Prompt: Report all lines of the records that contain "dark".

Supplied information:

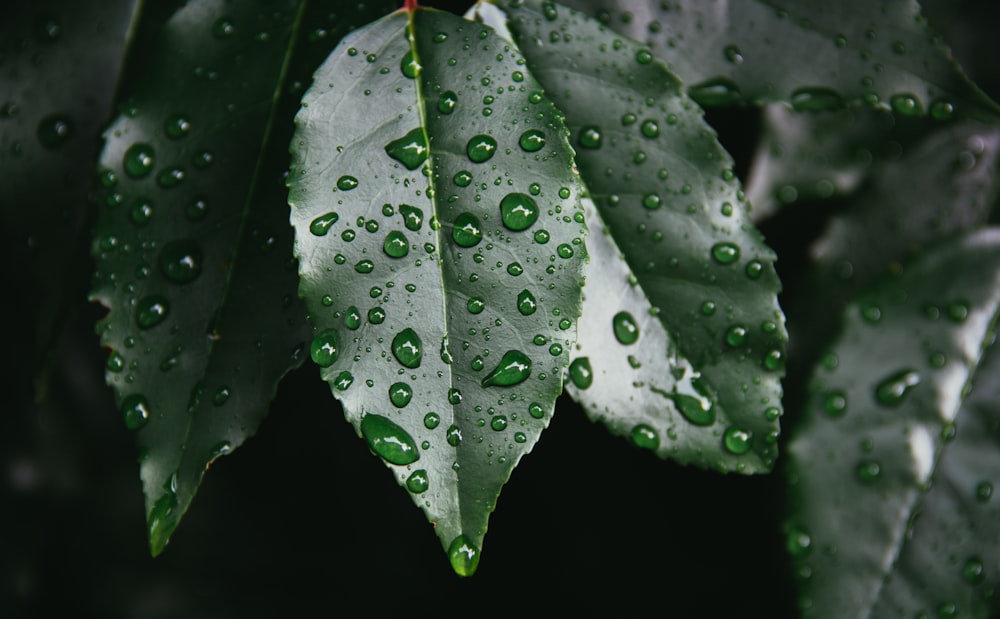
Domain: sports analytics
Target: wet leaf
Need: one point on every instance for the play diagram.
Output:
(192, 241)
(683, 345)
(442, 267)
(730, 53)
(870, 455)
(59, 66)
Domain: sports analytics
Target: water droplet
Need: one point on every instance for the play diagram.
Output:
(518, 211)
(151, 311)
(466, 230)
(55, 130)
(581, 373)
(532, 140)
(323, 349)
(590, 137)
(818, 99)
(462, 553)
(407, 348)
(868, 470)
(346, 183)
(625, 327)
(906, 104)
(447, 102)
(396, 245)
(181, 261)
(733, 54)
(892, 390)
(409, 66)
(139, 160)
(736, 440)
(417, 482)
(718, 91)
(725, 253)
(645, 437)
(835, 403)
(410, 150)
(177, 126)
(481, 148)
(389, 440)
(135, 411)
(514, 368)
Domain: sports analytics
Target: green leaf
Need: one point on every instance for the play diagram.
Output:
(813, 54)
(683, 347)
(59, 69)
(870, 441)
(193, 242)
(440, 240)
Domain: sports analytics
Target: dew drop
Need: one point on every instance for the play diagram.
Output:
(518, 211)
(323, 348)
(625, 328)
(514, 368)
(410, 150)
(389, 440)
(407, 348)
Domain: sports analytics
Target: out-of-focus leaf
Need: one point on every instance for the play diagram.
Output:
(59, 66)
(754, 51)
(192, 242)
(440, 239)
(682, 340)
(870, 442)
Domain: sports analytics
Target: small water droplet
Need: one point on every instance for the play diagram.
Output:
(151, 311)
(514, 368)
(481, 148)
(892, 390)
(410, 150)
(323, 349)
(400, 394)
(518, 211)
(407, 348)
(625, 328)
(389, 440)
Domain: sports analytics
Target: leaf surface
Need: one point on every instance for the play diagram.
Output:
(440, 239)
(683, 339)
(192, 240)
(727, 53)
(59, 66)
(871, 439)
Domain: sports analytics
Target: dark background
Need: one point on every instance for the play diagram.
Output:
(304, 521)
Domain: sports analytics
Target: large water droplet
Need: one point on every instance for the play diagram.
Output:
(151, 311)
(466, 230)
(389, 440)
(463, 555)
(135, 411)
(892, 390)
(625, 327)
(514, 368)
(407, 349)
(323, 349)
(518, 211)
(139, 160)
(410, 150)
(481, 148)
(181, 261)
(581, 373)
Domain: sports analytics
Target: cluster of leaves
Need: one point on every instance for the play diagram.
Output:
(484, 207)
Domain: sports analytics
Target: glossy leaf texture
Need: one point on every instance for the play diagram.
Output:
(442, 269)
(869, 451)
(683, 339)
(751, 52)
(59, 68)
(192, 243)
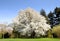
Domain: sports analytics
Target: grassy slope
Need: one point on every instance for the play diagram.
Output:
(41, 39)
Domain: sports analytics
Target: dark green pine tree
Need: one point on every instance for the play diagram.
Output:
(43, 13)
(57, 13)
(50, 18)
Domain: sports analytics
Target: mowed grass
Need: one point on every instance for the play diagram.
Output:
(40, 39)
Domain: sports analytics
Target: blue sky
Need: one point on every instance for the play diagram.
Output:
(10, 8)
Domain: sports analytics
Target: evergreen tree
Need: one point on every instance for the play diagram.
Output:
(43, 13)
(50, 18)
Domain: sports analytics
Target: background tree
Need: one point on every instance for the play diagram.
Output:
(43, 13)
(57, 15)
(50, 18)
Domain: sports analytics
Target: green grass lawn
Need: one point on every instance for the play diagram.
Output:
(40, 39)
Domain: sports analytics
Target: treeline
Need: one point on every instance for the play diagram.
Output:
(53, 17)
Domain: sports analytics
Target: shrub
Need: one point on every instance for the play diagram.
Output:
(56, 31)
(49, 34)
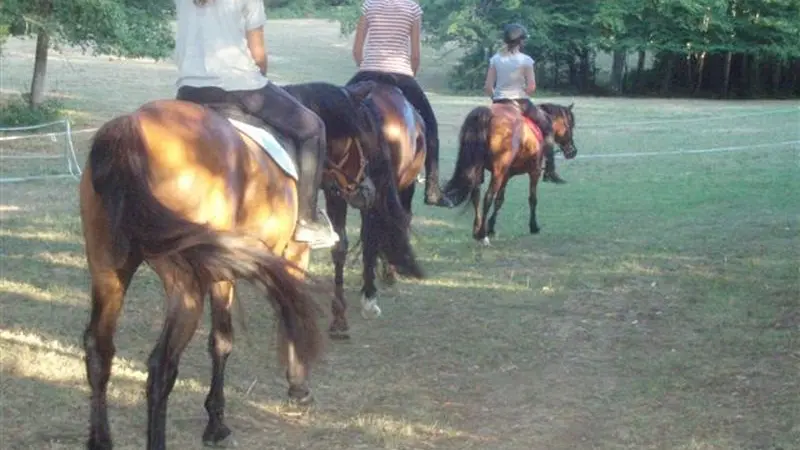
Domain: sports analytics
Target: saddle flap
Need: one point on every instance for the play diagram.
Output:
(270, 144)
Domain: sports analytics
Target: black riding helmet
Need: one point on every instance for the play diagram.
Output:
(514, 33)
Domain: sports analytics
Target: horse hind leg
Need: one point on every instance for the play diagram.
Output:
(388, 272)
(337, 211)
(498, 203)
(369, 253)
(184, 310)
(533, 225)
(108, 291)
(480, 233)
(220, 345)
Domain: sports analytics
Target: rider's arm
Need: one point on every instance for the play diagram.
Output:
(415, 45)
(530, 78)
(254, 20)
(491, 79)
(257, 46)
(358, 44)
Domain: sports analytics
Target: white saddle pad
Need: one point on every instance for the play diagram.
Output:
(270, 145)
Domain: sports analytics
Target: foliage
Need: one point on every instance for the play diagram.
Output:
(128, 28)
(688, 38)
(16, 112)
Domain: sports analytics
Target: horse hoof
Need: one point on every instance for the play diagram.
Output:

==

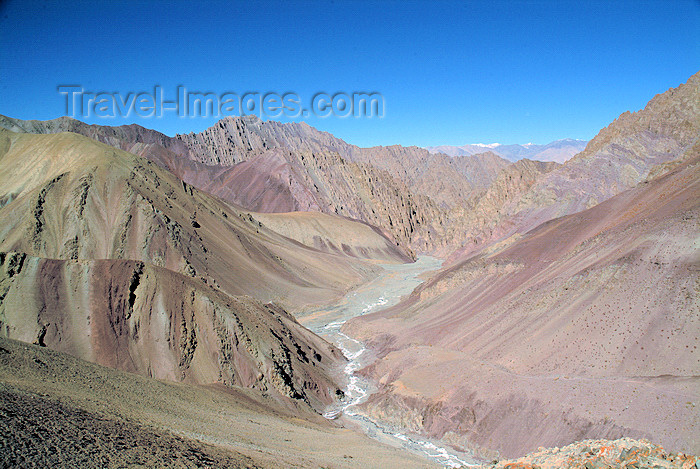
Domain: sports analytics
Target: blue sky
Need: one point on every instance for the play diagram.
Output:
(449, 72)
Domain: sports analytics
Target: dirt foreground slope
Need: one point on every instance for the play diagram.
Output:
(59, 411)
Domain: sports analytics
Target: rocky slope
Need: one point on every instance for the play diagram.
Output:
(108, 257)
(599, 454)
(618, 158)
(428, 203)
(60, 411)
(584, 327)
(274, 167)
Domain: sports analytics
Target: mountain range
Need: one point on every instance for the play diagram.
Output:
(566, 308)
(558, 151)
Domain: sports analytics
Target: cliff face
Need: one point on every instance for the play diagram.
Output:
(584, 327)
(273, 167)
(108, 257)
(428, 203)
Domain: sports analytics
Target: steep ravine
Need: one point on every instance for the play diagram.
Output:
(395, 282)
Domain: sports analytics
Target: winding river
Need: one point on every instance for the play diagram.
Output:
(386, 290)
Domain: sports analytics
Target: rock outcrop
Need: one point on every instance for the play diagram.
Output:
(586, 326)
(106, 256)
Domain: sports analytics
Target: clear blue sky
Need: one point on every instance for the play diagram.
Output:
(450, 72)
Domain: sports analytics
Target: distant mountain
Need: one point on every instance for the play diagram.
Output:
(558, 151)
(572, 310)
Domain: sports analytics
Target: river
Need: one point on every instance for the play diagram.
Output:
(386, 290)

Exercise result:
Target: dark background
Target: dark green pine tree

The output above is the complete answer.